If there is a tactical rigidity about Saint-Andre, in contrast to the laissez-faire approach which has been their hallmark down the years, it extends to the way he uses his bench, changes usually made by rote than as a consequence of what is happening on the pitch.

He changed his hooker and loose-head prop on 55 minutes at Twickenham, 50 against Wales and 52 against Italy. In the autumn, the first time international teams had to include two props on the bench, the change at 1 and 2 were made on 50, 50 and 45 minutes. The changes at tight-head prop in the six matches was made between 55 and 69 minutes, virtually the same time frame as the substitution in the second row.

The changes have been prescriptive rather than reactive and if taking off Trinh-Duc against England was difficult to understand, the removal of the loose-head prop Thomas Domingo was impossible to fathom. He has gained the ascendancy over Dan Cole up front, hardly a common occurrence, but in the last 12 minutes, when Saint-Andre had made all five changes at forward, the home side was on top in the set-pieces and had started to control the breakdown.

What should have been a tense final quarter for England was reasonably comfortable. Their lead was not threatened and France had reverted to the team of the first two rounds, a treasure hunter wearing a blindfold.

◆ **RECORD EXCERPTS**
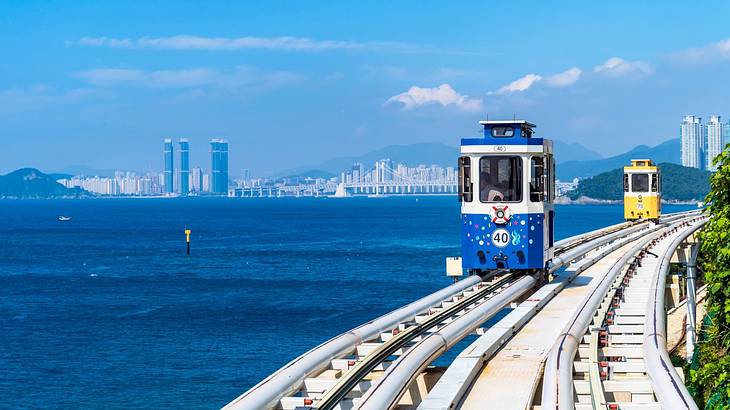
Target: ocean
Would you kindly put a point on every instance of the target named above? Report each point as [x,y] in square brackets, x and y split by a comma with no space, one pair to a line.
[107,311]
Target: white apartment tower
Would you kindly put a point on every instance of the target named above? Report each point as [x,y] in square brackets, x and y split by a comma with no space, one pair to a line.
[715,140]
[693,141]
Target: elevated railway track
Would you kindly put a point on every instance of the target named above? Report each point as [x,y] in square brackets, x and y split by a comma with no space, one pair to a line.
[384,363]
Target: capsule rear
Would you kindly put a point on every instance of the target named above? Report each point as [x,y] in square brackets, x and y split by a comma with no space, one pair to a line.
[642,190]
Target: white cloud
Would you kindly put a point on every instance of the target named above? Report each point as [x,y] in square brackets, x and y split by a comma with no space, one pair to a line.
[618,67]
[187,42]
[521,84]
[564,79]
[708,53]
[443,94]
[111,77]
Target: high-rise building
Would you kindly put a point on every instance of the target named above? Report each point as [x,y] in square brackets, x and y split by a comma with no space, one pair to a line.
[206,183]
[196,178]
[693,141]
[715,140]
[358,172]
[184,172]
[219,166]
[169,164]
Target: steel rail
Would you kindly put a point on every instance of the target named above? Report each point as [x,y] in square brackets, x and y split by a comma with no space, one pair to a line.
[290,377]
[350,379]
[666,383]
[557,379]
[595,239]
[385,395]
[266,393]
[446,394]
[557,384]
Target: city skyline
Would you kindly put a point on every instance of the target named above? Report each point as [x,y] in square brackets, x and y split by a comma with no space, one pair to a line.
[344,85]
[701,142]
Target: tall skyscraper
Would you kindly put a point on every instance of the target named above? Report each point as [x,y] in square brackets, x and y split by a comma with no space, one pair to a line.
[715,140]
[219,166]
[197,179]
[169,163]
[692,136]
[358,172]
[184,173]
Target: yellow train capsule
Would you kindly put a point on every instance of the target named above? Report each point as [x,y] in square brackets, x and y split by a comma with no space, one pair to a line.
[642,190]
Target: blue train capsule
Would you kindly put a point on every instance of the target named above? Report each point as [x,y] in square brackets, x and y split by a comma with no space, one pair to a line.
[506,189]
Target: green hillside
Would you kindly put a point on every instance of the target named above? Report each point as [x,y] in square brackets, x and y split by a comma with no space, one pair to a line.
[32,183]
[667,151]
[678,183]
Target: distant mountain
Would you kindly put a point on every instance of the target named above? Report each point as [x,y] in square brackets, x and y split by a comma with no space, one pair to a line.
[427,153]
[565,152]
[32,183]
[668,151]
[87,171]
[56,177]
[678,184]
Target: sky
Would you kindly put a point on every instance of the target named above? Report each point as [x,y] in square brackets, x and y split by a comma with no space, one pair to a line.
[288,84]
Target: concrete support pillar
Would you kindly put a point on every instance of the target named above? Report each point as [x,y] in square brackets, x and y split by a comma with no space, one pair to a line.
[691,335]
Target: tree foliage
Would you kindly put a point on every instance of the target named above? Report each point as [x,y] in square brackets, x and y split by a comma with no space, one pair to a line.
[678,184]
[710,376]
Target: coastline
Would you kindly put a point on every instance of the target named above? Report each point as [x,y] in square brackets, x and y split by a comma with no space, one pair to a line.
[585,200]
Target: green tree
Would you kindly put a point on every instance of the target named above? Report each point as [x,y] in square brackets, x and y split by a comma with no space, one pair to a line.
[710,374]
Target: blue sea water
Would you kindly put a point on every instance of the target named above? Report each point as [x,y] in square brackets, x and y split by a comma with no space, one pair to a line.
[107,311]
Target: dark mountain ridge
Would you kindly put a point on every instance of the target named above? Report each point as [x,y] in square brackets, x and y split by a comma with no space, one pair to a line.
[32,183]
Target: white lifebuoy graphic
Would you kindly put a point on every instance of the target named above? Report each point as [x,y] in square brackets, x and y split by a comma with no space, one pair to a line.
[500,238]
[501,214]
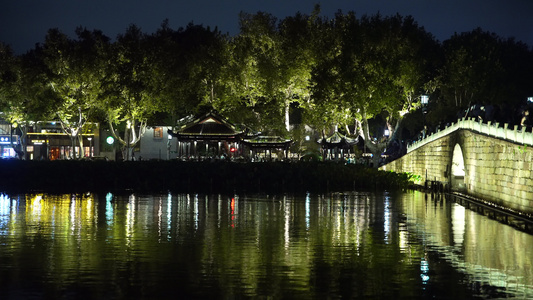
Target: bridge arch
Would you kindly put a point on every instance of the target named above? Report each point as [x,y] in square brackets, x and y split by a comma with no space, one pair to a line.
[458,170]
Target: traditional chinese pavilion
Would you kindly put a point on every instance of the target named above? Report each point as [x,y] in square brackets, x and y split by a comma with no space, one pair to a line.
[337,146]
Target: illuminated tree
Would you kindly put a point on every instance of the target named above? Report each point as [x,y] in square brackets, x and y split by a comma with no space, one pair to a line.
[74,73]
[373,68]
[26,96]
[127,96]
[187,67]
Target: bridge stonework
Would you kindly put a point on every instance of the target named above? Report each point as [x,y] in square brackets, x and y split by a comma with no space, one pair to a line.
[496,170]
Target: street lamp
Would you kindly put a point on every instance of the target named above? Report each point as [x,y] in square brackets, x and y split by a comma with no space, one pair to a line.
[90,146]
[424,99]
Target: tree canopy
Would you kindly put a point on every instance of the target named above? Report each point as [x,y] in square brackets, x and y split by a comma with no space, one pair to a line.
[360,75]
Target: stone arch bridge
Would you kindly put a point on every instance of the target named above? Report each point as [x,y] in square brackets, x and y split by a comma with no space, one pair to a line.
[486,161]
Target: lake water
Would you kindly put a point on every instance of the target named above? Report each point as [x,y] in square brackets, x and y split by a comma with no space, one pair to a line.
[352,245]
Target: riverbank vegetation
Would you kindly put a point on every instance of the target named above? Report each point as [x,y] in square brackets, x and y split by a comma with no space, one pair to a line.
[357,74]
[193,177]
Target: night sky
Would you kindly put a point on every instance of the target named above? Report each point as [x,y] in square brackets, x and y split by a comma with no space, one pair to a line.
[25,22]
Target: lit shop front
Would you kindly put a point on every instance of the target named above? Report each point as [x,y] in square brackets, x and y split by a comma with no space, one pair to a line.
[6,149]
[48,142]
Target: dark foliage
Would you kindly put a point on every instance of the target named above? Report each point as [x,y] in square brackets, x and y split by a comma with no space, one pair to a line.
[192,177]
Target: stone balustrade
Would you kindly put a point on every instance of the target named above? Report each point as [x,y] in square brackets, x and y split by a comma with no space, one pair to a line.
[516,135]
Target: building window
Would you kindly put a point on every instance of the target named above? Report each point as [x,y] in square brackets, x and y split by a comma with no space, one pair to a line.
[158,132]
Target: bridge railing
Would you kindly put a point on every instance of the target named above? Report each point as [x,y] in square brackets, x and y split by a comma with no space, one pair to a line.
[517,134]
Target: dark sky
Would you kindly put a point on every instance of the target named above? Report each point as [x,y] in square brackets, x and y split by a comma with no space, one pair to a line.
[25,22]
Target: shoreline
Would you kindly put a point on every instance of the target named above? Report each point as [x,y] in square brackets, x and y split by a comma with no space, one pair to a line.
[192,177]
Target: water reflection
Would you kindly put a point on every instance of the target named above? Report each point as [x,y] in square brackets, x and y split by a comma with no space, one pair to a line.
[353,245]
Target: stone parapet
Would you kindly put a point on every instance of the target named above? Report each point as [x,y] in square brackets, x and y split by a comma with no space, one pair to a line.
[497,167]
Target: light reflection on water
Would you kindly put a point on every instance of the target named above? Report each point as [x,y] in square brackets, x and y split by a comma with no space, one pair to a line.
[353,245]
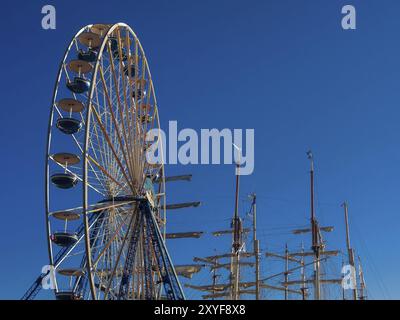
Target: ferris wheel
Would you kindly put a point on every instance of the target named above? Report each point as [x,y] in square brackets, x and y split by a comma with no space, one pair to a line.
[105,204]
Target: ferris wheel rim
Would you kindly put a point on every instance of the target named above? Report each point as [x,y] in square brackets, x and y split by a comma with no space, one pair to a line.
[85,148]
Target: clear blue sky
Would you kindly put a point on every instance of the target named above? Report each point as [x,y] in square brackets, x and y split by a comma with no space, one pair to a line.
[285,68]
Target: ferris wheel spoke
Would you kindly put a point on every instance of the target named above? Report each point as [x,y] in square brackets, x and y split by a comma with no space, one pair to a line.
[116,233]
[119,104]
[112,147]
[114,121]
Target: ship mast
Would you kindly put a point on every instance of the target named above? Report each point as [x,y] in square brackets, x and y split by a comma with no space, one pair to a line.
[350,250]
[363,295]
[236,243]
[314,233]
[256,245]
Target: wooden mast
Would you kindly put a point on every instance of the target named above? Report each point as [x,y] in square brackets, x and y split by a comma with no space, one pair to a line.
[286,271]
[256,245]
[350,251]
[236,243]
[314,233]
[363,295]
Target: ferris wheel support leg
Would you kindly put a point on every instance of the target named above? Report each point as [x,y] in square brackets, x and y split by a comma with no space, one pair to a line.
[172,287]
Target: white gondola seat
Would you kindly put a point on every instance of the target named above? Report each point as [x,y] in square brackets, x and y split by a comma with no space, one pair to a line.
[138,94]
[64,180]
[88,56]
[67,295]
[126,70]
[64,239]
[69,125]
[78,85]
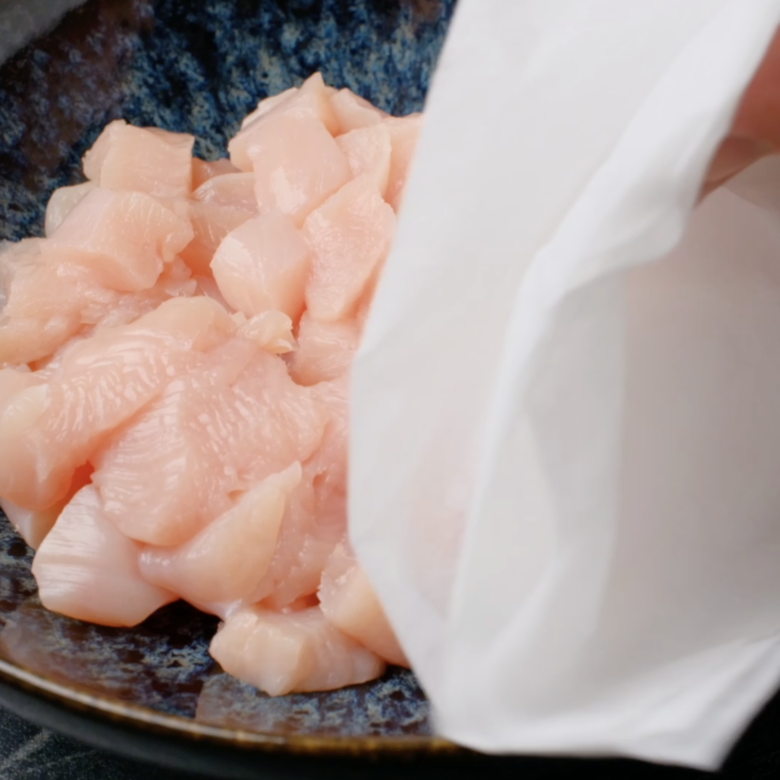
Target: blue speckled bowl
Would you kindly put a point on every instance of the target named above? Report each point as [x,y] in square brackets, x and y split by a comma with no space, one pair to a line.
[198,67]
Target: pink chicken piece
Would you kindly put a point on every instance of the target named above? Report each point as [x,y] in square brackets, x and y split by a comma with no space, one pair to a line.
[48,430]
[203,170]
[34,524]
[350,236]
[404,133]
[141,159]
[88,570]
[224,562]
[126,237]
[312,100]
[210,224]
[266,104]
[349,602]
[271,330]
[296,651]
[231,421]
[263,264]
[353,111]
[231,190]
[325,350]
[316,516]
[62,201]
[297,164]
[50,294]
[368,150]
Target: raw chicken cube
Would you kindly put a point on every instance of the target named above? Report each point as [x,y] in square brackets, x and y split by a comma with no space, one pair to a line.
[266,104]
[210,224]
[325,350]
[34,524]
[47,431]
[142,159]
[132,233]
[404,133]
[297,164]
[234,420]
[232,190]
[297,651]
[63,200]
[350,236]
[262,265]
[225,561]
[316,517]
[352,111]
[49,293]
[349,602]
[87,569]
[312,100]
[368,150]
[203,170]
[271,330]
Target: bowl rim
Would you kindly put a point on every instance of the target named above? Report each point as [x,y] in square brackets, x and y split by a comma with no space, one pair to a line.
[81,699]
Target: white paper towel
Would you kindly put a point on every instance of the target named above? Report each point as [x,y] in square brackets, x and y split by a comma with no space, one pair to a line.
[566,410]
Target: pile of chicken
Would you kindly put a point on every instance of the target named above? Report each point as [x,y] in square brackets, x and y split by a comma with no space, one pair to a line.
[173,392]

◆ **WORK TO BE COMPLETED**
Print the portion of the rugby commentary above between "If there is" and "the second row.", inclusive, with every word unchanged.

◆ **ANSWER TO THIS PROBLEM**
If there is a tactical rigidity about Saint-Andre, in contrast to the laissez-faire approach which has been their hallmark down the years, it extends to the way he uses his bench, changes usually made by rote than as a consequence of what is happening on the pitch.

He changed his hooker and loose-head prop on 55 minutes at Twickenham, 50 against Wales and 52 against Italy. In the autumn, the first time international teams had to include two props on the bench, the change at 1 and 2 were made on 50, 50 and 45 minutes. The changes at tight-head prop in the six matches was made between 55 and 69 minutes, virtually the same time frame as the substitution in the second row.